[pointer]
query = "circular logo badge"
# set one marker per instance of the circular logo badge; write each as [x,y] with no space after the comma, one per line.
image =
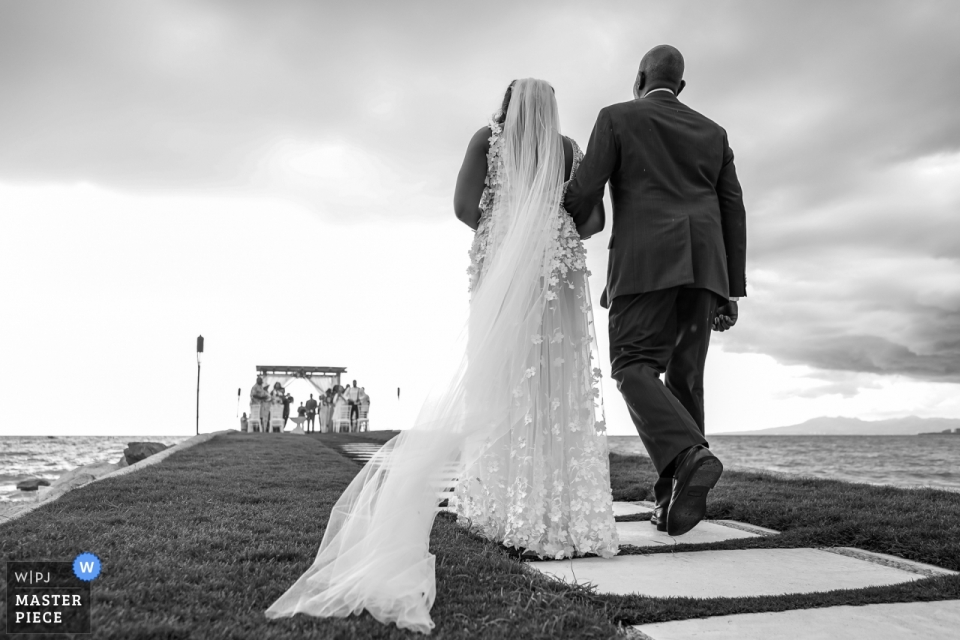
[86,566]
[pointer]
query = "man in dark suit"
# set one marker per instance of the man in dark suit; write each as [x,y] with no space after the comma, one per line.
[675,270]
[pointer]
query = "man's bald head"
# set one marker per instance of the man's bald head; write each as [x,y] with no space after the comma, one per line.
[661,67]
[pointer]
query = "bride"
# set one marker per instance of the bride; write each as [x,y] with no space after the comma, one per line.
[518,422]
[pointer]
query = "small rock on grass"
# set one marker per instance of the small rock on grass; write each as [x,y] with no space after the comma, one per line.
[32,484]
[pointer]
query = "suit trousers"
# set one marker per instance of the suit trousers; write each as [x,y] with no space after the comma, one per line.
[664,332]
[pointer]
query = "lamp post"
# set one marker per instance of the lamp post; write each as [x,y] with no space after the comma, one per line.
[199,354]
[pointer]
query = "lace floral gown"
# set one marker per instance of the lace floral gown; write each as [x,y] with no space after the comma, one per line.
[545,486]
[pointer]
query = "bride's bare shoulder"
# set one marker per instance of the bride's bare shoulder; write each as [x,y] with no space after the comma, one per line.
[481,140]
[568,147]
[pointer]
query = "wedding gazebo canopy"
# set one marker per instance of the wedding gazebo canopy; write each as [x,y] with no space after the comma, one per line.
[322,378]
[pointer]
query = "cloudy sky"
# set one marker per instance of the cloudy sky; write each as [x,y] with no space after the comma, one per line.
[278,176]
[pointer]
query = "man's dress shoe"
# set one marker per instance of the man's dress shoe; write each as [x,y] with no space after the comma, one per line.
[697,471]
[659,518]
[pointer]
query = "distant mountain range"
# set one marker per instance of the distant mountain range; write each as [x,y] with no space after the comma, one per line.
[826,426]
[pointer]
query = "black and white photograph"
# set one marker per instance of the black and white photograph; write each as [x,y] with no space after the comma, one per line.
[619,319]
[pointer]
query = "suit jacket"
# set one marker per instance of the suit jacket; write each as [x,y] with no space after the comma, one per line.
[678,216]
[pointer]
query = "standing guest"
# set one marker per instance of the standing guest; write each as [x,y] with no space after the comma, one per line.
[311,412]
[352,395]
[287,400]
[365,405]
[328,404]
[276,405]
[258,394]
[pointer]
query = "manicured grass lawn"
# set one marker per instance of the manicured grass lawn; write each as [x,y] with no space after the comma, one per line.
[201,544]
[917,524]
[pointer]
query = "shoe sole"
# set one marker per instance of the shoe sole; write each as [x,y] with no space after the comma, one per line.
[690,507]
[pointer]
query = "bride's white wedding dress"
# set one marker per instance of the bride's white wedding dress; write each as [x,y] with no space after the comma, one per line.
[545,485]
[519,419]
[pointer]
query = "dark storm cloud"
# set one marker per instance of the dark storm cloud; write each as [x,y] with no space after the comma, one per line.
[845,118]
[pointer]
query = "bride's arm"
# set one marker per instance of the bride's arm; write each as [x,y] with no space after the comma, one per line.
[594,222]
[470,180]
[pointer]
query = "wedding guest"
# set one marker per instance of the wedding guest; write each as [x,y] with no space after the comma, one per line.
[259,395]
[311,412]
[287,400]
[328,406]
[352,395]
[365,405]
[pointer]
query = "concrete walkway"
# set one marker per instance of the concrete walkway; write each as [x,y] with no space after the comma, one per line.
[899,621]
[759,572]
[733,574]
[744,573]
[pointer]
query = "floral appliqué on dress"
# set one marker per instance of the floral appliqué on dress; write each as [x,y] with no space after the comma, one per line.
[545,486]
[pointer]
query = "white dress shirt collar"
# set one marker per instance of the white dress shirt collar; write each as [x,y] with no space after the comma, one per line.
[655,90]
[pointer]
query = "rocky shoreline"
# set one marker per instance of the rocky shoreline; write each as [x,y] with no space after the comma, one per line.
[137,455]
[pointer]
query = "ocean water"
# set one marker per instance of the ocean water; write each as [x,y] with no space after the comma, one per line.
[902,461]
[49,457]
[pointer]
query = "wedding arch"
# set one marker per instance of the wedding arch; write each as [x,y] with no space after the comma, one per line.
[322,378]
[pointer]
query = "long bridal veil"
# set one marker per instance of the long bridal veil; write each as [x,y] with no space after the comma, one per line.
[375,550]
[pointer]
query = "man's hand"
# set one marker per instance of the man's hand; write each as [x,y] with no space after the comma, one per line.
[726,316]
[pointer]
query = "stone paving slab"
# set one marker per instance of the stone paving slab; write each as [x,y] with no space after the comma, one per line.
[735,573]
[631,508]
[898,621]
[644,534]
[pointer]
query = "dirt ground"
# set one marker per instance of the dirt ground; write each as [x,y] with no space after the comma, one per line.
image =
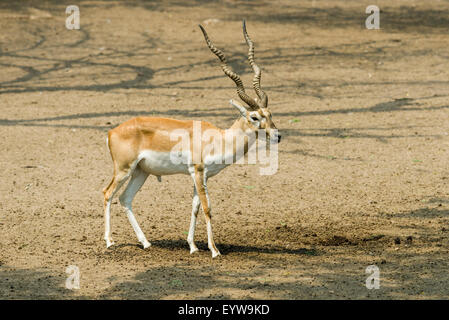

**TASK GOAL:** Pull out every line of the listing above that contains the word "paving", matching its case exactly.

**RESULT OF THE TASK:**
query = "stone paving slab"
# set one marker per instance of the stone paving slab; write each as [x,y] with no space after the comma, one per line.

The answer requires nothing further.